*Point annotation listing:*
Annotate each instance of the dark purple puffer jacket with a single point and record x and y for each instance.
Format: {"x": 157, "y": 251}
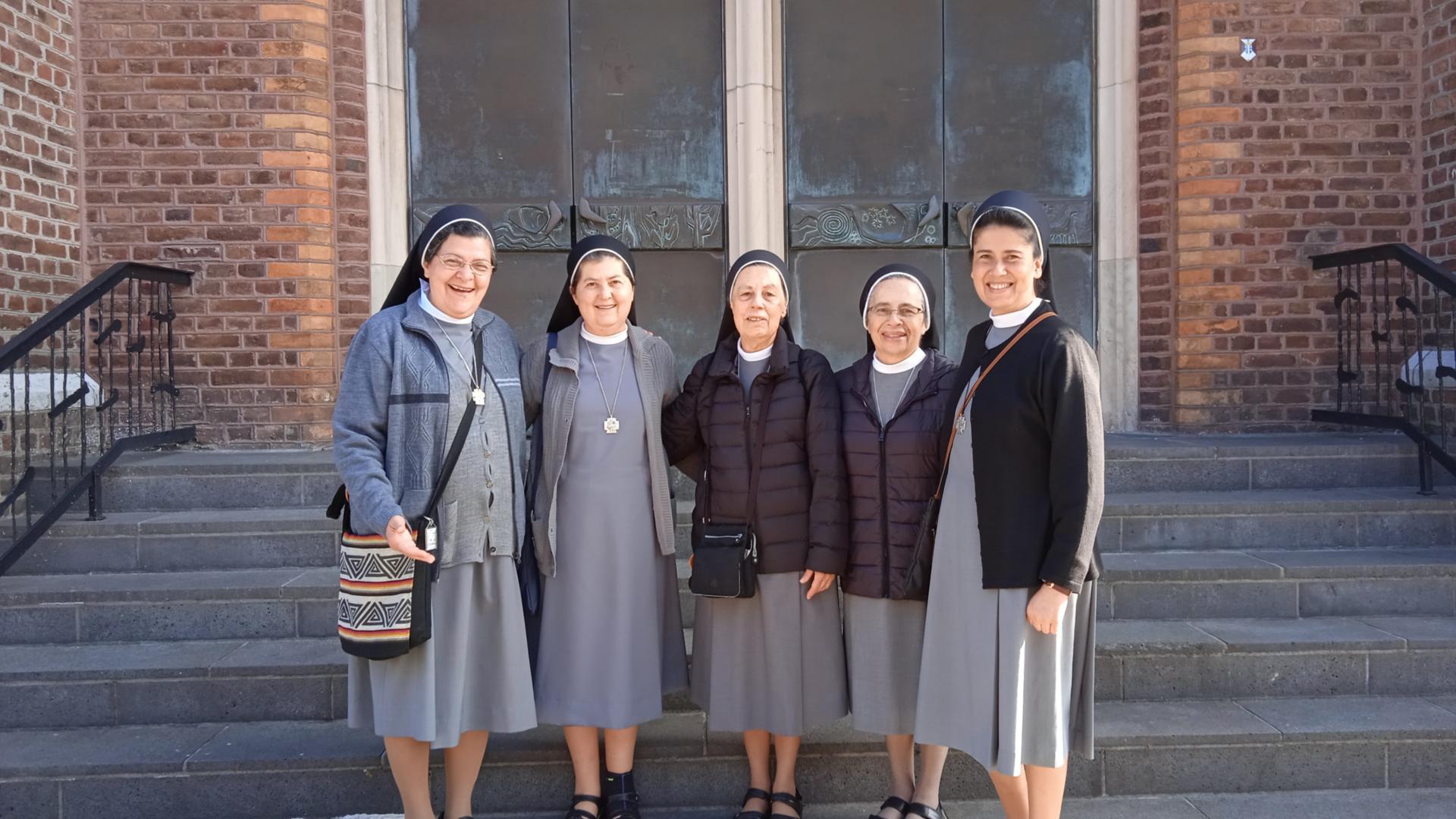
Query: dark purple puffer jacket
{"x": 893, "y": 471}
{"x": 800, "y": 518}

*Written instruction:* Copy every line of the listing above word for word, leaving out the pictures.

*Written reply:*
Annotate each instance of the dark purple puffer jacket with a single point and record x and y for each instance.
Format: {"x": 157, "y": 251}
Query: dark purple puffer jacket
{"x": 893, "y": 471}
{"x": 800, "y": 518}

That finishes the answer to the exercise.